GIVEN PROBLEM A
Copy out the reader comments about Linux distributions word for word, in full.

EXCERPTED PASSAGE

==================================================

RafaelSorto (not verified) - Wed, 2020-05-11 13:18.



Rafael, If you think Suse is more stable.. give the new Mandriva LE 2005 a new shot it's very stable.

and hey with the Move Live CD you can check it out and still keep your beloved Suse..


Silly, I use it because it's LINUX That's why :)

OldToker (not verified) - Wed, 2020-06-01 02:29.

recommendation to a new user

I'd recommend the Xandros flavour of Linux.

An - ymous (not verified) - Tue, 2020-05-10 23:29.

Kubuntu for a newbie

I first started with XandrOS, everything was very easy to do
then I move to linspire. But soon I move back to XandOs... i didn't like that thing you have to pay for the same thing you can find for free in Xandros OC. So i move back. After a month I move to Kubuntu... why?? Just cause i thought I was smart enough to use it. But first 2 days was a pain in my _ _ s. I didn't have all thelib installed or the c++ things to install software that the packeges manager can handle. But one time i solved that everythig goes right. I learned more in 3 days with Kubuntu than with Xandros in a month.

==================================================

GIVEN PROBLEM B
Rewrite only the lines of the records from the one containing "Every instance of the stone" through the one containing "x=714 y=372", inclusive, changing "stone paver path" to "brick walkway" and leaving everything else as it is.

==================================================

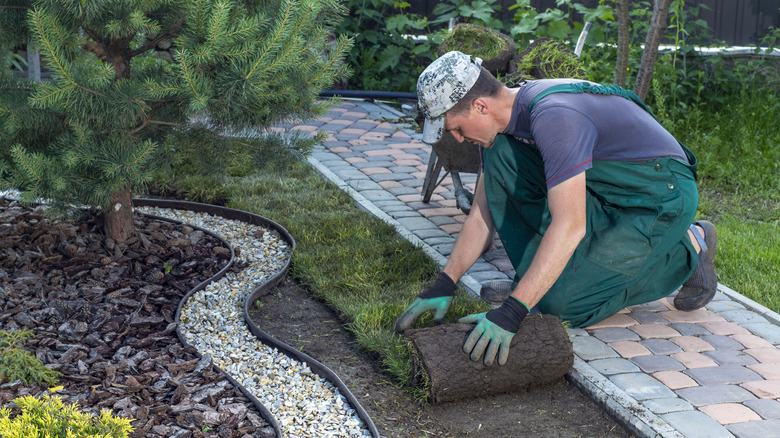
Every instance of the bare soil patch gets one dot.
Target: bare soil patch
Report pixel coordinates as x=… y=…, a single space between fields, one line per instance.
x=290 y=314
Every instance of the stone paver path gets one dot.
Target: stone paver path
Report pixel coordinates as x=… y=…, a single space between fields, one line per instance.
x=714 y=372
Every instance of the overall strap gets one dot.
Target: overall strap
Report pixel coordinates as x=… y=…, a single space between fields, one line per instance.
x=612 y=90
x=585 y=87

==================================================

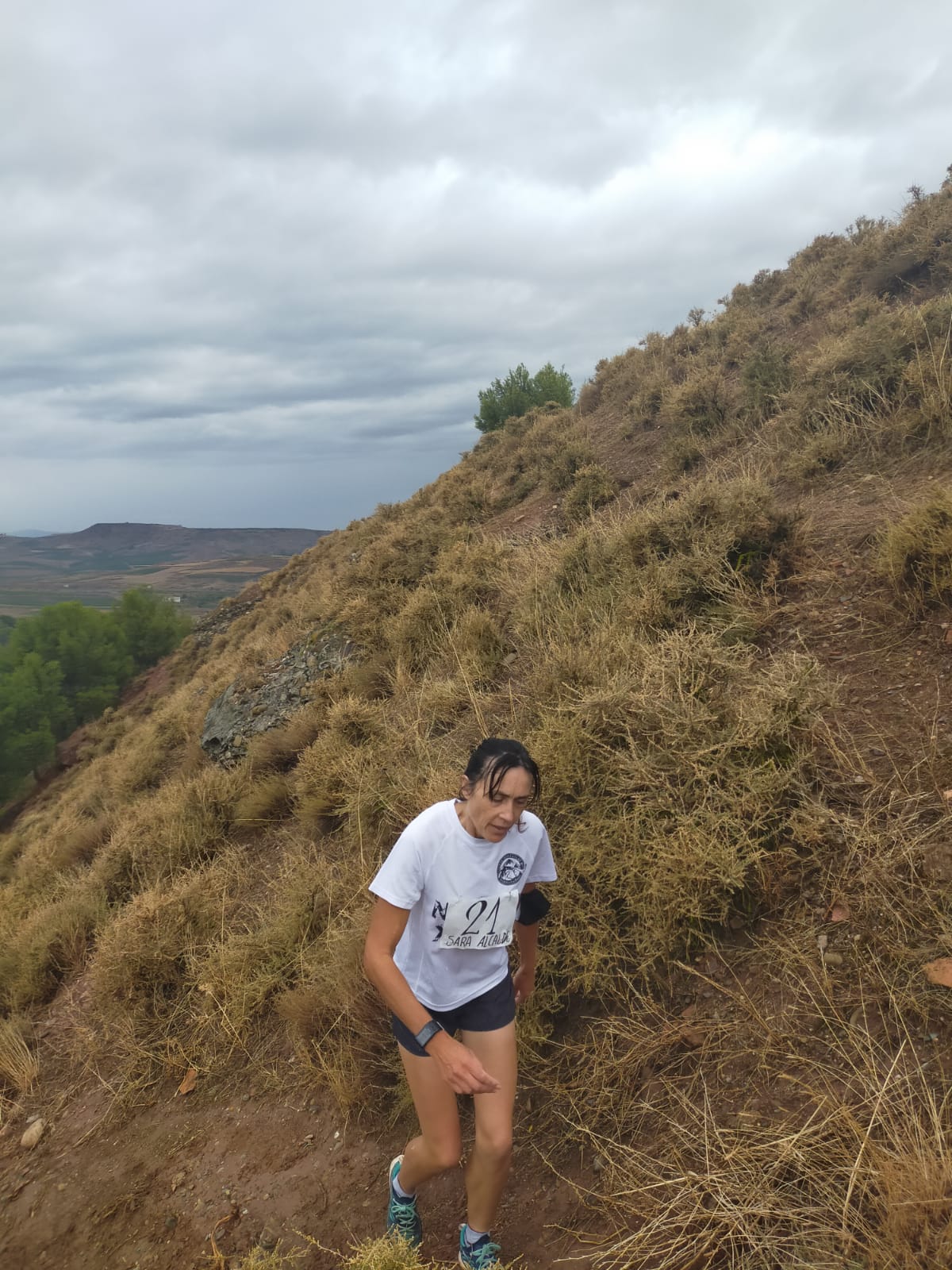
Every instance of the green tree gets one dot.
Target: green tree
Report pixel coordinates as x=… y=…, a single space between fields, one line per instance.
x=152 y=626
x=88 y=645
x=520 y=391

==================================================

COMPLETE ANSWER A
RafaelSorto (not verified) - Wed, 2020-05-11 13:18.



Rafael, If you think Suse is more stable.. give the new Mandriva LE 2005 a new shot it's very stable.

and hey with the Move Live CD you can check it out and still keep your beloved Suse..


Silly, I use it because it's LINUX That's why :)

OldToker (not verified) - Wed, 2020-06-01 02:29.

recommendation to a new user

I'd recommend the Xandros flavour of Linux.

An - ymous (not verified) - Tue, 2020-05-10 23:29.

Kubuntu for a newbie

I first started with XandrOS, everything was very easy to do
then I move to linspire. But soon I move back to XandOs... i didn't like that thing you have to pay for the same thing you can find for free in Xandros OC. So i move back. After a month I move to Kubuntu... why?? Just cause i thought I was smart enough to use it. But first 2 days was a pain in my _ _ s. I didn't have all thelib installed or the c++ things to install software that the packeges manager can handle. But one time i solved that everythig goes right. I learned more in 3 days with Kubuntu than with Xandros in a month.

COMPLETE ANSWER B
Every instance of the brick walkway gets one dot.
Target: brick walkway
Report pixel coordinates as x=… y=…, a single space between fields, one line per instance.
x=714 y=372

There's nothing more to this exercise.